Please copy the records below word for word, beginning at the line that contains "Could you point out where the waterfall" and stopping after the line that contains "[1,356,436,653]". Include both of those lines and nothing outside them.

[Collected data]
● ● ● ● ● ● ●

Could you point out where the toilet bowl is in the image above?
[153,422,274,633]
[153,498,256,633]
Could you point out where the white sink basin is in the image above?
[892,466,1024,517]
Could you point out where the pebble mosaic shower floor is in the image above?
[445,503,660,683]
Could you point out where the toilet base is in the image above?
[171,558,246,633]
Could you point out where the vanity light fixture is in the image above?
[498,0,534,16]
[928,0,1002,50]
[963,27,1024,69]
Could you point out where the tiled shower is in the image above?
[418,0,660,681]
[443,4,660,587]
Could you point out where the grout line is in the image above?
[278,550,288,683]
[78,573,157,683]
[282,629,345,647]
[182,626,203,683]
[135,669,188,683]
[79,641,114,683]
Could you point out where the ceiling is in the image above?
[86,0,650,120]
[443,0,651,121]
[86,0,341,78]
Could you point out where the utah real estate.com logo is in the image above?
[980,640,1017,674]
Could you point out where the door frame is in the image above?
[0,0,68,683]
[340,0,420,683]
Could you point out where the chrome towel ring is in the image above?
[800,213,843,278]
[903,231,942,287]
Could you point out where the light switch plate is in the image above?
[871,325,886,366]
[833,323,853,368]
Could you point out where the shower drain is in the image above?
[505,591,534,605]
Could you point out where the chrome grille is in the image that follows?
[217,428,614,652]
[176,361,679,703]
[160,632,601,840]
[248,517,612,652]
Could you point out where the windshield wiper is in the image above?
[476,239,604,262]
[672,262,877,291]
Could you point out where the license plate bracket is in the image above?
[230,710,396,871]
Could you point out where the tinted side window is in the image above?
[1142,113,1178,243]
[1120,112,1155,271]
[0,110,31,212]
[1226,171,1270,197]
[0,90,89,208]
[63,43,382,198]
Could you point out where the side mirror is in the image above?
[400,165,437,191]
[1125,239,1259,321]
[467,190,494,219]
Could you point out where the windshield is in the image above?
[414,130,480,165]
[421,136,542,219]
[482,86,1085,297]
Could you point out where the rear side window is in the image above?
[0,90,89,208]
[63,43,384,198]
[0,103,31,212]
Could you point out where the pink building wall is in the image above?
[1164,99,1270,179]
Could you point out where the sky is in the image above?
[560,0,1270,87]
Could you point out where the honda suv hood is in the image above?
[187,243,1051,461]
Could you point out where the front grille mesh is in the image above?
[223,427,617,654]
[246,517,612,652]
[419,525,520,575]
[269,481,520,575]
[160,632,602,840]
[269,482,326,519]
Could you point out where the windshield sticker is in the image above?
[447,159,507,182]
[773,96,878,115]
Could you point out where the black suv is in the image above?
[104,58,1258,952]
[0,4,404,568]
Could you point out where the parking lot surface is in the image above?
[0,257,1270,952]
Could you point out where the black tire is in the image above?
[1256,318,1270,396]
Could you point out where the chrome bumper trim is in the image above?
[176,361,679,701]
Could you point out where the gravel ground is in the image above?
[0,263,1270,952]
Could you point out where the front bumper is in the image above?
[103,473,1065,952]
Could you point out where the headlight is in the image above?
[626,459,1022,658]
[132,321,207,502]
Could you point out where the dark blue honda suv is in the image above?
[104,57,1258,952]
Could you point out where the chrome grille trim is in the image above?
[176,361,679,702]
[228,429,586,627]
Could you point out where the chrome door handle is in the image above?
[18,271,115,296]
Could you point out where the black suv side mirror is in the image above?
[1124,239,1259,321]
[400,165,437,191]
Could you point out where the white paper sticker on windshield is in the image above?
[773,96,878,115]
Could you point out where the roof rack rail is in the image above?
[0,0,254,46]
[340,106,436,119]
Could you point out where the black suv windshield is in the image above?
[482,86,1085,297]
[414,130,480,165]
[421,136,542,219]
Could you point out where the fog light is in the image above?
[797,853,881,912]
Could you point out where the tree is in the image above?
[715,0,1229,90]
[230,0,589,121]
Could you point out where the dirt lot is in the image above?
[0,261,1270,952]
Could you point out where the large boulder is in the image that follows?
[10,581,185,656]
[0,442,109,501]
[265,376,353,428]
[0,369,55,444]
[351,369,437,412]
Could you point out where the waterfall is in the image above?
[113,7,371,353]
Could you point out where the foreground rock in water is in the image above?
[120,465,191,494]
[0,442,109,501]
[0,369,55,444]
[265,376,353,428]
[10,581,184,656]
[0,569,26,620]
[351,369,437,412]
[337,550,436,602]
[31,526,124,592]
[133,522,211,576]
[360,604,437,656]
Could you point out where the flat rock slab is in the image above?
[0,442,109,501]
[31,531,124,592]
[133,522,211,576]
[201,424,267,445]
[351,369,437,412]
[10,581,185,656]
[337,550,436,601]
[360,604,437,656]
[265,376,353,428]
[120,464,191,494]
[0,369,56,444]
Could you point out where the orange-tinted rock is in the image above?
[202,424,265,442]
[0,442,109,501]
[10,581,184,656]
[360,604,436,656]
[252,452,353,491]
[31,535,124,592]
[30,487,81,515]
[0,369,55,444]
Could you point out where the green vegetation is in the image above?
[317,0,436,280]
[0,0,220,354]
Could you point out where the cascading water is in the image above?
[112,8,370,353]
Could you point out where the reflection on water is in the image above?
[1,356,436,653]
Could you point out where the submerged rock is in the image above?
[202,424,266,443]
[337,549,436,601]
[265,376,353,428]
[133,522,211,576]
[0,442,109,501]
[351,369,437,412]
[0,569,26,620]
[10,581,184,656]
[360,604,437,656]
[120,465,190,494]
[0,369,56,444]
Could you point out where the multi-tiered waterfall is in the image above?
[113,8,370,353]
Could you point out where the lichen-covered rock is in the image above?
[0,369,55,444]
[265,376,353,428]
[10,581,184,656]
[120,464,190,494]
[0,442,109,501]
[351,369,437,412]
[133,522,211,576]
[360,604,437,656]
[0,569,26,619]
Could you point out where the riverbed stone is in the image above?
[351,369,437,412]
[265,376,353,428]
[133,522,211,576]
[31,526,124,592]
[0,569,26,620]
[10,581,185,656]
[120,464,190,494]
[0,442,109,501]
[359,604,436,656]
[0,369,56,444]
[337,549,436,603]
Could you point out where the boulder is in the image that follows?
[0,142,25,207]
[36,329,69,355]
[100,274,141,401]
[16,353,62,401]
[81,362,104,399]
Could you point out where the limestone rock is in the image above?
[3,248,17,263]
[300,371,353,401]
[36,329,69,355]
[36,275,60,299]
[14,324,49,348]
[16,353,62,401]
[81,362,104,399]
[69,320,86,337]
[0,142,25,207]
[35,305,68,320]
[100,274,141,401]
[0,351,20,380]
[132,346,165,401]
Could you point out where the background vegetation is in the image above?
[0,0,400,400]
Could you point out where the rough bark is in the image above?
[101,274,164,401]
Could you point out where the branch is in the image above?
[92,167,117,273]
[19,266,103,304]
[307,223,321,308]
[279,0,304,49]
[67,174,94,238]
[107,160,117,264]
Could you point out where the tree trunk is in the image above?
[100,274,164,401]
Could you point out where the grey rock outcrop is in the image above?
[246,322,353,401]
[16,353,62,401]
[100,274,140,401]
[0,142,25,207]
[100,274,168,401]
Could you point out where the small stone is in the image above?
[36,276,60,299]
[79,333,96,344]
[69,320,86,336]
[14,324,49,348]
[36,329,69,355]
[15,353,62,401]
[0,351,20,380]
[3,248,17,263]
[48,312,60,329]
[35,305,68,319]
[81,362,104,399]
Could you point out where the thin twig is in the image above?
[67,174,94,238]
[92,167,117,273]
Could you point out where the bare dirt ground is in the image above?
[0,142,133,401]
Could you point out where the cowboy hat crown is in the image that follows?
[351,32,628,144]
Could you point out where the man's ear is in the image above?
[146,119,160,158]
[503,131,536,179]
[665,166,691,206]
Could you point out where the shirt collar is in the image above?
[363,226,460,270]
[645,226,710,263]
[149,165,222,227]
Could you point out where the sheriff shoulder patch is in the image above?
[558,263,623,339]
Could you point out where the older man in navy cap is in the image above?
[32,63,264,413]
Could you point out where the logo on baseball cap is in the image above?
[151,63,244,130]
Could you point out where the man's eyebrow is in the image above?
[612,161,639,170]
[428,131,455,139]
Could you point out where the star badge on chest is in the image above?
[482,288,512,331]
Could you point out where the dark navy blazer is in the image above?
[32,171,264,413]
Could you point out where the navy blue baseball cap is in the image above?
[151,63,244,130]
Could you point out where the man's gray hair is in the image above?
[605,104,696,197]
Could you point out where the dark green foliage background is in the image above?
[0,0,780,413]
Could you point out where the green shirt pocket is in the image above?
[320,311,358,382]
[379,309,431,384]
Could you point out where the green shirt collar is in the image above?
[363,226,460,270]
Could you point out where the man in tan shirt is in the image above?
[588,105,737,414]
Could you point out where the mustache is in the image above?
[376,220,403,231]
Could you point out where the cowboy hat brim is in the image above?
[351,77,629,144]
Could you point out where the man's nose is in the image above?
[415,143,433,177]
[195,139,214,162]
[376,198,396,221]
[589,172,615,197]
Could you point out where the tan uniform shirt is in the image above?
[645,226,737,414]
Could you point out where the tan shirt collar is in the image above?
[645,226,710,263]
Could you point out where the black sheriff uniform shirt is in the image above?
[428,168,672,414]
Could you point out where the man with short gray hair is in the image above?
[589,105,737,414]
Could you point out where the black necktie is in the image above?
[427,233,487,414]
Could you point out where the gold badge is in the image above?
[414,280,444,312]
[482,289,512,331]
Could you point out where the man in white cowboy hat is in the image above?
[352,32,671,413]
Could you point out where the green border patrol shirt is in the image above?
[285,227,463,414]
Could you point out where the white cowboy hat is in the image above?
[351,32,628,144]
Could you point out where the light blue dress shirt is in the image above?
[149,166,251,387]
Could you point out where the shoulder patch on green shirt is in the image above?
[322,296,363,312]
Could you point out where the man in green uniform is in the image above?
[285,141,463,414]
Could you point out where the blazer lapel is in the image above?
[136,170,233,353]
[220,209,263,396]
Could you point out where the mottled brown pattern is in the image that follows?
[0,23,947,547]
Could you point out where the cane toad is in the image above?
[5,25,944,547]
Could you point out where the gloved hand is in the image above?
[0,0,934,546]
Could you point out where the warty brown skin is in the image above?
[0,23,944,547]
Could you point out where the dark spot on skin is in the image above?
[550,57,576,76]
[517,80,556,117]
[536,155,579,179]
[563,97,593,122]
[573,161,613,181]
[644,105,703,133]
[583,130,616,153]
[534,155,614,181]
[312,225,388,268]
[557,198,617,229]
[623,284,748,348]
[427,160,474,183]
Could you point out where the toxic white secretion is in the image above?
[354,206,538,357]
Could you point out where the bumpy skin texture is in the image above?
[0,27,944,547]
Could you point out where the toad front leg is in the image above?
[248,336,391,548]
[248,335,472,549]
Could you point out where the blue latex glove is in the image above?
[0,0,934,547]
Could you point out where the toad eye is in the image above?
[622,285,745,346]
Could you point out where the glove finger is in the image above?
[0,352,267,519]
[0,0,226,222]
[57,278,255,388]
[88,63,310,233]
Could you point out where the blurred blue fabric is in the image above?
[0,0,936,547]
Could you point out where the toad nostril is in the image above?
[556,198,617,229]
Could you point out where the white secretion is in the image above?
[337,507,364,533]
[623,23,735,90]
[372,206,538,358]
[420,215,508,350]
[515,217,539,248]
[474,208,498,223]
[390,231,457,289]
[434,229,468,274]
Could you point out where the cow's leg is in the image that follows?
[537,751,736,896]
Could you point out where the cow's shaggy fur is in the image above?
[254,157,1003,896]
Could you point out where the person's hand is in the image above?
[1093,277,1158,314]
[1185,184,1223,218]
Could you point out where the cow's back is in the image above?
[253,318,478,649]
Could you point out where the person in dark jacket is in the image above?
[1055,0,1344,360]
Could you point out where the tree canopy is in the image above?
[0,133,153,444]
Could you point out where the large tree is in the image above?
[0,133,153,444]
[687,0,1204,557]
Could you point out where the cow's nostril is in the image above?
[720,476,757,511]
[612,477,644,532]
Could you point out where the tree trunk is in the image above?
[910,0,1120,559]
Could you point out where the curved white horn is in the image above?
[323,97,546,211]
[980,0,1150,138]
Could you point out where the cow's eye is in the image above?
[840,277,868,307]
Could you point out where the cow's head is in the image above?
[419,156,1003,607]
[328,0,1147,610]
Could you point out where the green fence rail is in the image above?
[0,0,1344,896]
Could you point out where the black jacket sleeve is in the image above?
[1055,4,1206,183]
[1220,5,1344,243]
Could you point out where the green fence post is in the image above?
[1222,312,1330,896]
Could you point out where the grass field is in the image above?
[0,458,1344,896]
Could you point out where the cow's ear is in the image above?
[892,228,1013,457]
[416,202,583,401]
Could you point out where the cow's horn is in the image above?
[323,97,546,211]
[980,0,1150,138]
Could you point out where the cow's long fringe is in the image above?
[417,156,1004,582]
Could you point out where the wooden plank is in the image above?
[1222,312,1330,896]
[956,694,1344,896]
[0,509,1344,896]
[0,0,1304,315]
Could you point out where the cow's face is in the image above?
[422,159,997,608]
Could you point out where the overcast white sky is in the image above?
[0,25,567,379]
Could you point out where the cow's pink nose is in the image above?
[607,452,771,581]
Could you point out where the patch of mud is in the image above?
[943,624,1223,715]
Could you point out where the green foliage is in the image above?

● ● ● ● ● ● ●

Output of the exercise:
Could you point out where the waterfall is in the image above?
[113,7,371,353]
Could you point out where the foreground rock in water is in the image above?
[120,465,191,494]
[0,442,109,501]
[0,369,55,444]
[265,376,353,428]
[10,581,184,656]
[0,569,26,620]
[351,369,437,412]
[337,550,436,602]
[31,526,124,592]
[133,522,211,576]
[360,604,437,656]
Could you point out where the flat rock slab is in the image above?
[0,442,109,501]
[31,531,124,592]
[133,522,211,576]
[201,424,267,445]
[351,369,437,412]
[10,581,185,656]
[337,550,436,601]
[360,604,437,656]
[265,376,353,428]
[120,464,191,494]
[0,369,56,444]
Could you point out where the orange-tinted rock is in the image above?
[202,424,265,442]
[0,442,109,501]
[10,581,184,656]
[360,604,436,656]
[252,452,353,491]
[31,535,124,592]
[30,487,81,515]
[0,369,55,444]
Could you point out where the green vegetation is in the image above?
[317,0,436,280]
[0,0,220,354]
Could you point out where the cascading water is in the image above?
[112,8,370,353]
Could you point out where the reflection on water is in the image above?
[1,356,436,653]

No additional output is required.